| FRAGMENTO PROPORCIONADO |
☆ ☆ ☆ ☆ ☆
¡El muro está abierto!
A 25 años de la caída de un símbolo de la opresión y la discordia, semblanzas de una ciudad que ha transformado el pasado traumático en un estímulo hacia el futuro
BERLÍN.- Hablar de un destino muy importante requiere a veces mencionar un punto anterior. Es como si el antecedente permitiera ilustrar mejor la significación que tiene ese destino para uno. Por eso, antes de hablar de Berlín, ciudad en la que vivo desde enero de 2012 y en la que se cumplen 25 años desde la caída del Muro, voy a hablar de la capital que, en mi vida, fue su antecesora: Budapest.
Transcurría julio de 1989. Tenía quince años y había llegado con mis padres a esa ciudad, una de las escalas de un inesperado viaje por Europa que nos había posibilitado la venta de una lejana propiedad familiar. Aunque Hungría se había habituado al estilo burocrático soviético, en su capital se respiraba una atmósfera fascinante, mezcla de romanticismo y bohemia. Sobre todo en las calles de Buda, una de las dos partes de la ciudad dividida por el Danubio, donde violinistas gitanos tocaban entre majestuosas casas imperiales. Pest, la otra parte, era más populosa y agitada, pero también muy bella.
Algo sin embargo desentonaba. En Pest, sobre todo, los edificios tenían banderas negras porque acababa de morir el dictador comunista húngaro János Kadar. No pude saber hasta qué punto era luto fingido, pero un dato concluyente me hacía intuirlo: los soldados del Ejército Rojo soviético que encontré en la Colina de las Rosas de Pest, el mismo ejército que había sofocado el levantamiento húngaro de 1956.
También era extraño lo que sucedía con la moneda: el dólar tenía una cotización oficial, pero se cambiaba en las calles a un monto muchísimo más alto. La mayoría de los buenos pagadores callejeros eran alemanes del este. Ellos viajaban a Hungría de vacaciones, cambiaban florines por dólares y se escapaban a Austria por una frontera que los húngaros ya no querían controlar.
Al parecer, la muerte de Kadar había dejado expuestas las grietas que existían en la Cortina de Hierro. El Muro de Berlín ya había caído secretamente en julio en Hungría, aunque faltaban todavía algunos meses para que se derrumbara a la vista de todo el mundo.
Enseguida hubo otros puntos de inflexión, en otras ciudades. Por ejemplo, en Praga, donde el entonces ministro de Asuntos Exteriores de Alemania Federal, Hans-Dietrich Genscher, anunció un salvoconducto para liberar a las oleadas de alemanes del Este que se albergaban en la embajada germano-occidental en Checoslovaquia.
El 30 de septiembre de 1989, Genscher les habló a los 4500 refugiados desde el balcón de la sede diplomática. "Hemos venido a comunicarles que su salida...", dijo entonces. Nadie escuchó el "ha sido aprobada hoy". Un rugido de felicidad cubrió las palabras del funcionario, en una de las escenas más conmovedoras de los prolegómenos de la caída del Muro.
Apenas un mes después arreciaban las movilizaciones en la ciudad oriental de Leipzig. Las marchas se habían ido conformando en torno a las oraciones de los lunes de la iglesia protestante de San Nicolás (Nikolaikirche). Pero nadie –probablemente ni los propios protagonistas– esperaba lo que ocurrió el 9 de octubre de 1989: tras una ceremonia en la iglesia, unas 70.000 personas decidieron desafiar a las fuerzas de seguridad de Alemania Oriental.
☆ ☆ ☆ ☆ ☆
| EXTRACTO DE DATOS |

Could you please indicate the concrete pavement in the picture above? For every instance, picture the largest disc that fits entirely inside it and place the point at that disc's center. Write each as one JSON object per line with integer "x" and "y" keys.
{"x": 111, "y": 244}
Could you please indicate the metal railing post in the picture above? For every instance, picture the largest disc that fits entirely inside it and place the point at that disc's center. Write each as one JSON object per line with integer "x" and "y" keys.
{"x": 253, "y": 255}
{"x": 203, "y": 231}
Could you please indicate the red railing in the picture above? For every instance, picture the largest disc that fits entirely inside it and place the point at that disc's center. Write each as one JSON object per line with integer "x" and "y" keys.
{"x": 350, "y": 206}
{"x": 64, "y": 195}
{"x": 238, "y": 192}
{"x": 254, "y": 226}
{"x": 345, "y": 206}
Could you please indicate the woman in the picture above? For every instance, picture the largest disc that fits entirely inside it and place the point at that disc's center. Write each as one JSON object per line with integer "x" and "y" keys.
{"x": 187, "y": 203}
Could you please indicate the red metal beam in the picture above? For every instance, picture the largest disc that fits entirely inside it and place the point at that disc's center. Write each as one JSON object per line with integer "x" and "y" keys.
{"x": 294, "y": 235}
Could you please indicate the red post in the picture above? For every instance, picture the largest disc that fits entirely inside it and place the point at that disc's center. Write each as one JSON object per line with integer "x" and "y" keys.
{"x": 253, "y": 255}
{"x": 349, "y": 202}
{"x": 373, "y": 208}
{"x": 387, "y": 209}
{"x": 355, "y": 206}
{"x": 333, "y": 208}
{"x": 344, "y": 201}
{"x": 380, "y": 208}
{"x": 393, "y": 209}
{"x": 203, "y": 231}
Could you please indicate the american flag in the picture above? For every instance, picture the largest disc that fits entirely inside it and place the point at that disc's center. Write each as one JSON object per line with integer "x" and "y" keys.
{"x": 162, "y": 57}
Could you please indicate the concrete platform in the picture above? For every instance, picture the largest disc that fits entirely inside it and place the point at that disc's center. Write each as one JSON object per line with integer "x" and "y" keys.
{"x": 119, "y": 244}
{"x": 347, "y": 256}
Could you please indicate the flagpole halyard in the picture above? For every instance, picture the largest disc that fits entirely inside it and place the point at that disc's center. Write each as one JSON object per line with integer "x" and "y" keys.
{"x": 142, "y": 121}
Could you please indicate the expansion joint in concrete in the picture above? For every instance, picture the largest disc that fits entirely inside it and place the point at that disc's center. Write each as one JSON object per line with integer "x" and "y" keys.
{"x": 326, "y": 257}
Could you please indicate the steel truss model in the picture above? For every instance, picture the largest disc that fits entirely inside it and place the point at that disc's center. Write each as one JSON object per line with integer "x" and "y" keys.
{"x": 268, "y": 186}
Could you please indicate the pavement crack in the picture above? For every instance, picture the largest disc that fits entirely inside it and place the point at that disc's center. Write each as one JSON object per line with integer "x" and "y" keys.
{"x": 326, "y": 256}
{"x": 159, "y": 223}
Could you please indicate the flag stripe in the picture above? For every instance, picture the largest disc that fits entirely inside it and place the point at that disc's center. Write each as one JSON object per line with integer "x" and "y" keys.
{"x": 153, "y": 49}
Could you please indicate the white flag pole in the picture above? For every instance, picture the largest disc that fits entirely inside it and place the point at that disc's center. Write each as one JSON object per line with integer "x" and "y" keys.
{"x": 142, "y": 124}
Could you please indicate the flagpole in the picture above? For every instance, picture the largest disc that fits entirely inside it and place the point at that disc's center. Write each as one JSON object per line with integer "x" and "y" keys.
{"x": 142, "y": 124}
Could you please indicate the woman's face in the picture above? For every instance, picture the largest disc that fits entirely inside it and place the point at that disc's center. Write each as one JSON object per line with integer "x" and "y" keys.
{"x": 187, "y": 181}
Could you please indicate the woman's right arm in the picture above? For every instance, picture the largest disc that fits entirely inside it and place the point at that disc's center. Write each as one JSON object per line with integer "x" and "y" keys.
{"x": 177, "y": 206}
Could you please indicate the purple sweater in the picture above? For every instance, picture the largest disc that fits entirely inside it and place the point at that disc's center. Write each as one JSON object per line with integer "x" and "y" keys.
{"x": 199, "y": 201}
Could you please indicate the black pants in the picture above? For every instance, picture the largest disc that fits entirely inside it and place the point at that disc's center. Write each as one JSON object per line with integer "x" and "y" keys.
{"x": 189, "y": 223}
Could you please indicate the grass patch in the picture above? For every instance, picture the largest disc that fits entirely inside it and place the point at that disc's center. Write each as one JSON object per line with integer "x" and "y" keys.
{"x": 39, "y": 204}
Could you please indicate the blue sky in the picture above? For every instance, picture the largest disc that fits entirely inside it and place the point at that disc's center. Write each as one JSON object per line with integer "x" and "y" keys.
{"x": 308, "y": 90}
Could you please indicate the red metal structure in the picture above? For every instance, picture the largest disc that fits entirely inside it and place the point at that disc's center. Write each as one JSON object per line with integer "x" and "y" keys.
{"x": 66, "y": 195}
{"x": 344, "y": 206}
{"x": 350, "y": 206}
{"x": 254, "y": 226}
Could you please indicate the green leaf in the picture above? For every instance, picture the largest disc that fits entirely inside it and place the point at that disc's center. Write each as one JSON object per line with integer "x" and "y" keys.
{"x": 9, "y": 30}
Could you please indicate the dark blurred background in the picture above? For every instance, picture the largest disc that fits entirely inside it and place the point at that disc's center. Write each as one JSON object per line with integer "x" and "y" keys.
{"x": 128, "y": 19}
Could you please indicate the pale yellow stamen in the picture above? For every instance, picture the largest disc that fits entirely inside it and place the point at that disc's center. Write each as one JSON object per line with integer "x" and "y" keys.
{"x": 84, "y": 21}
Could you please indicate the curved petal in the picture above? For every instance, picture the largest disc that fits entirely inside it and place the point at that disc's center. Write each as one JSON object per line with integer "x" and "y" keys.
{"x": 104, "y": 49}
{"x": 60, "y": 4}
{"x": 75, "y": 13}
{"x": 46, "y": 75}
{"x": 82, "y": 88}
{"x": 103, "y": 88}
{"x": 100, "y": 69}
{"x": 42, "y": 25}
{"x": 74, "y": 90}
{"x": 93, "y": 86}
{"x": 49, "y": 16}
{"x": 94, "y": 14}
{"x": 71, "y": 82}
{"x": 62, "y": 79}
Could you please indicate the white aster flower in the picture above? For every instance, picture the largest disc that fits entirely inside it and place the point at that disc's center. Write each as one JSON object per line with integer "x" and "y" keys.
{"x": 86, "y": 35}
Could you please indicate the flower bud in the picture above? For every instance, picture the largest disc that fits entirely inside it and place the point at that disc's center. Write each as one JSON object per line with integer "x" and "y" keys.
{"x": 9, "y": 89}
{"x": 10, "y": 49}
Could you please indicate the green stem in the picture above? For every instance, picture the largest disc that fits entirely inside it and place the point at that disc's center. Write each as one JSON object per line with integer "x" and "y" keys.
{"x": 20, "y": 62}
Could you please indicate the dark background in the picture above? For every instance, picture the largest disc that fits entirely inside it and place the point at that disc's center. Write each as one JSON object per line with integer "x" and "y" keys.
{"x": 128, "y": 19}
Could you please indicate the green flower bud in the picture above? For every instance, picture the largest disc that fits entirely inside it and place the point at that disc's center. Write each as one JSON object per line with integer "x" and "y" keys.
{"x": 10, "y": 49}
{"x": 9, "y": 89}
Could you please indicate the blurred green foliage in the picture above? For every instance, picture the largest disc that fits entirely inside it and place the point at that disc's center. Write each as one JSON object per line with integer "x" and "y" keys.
☆ ☆ ☆ ☆ ☆
| CONSIGNAS |
1. Según el fragmento sobre la caída del Muro, ¿a cuántos refugiados les habló Genscher desde el balcón de la embajada el 30 de septiembre de 1989?
2. Indica si cada afirmación coincide con el fragmento y cita las palabras que lo deciden: (a) Quien narra vive en Berlín desde enero de 2012. (b) En julio de 1989, quien narra tenía dieciocho años. (c) Las marchas de Leipzig se formaron en torno a las oraciones de los lunes de la iglesia de San Nicolás.
Para responder, básate únicamente en el fragmento.

| RESPUESTAS REDACTADAS |
1. A 4500 refugiados.

2.
(a) Sí: "ciudad en la que vivo desde enero de 2012".
(b) No: "Tenía quince años".
(c) Sí: "Las marchas se habían ido conformando en torno a las oraciones de los lunes de la iglesia protestante de San Nicolás (Nikolaikirche)".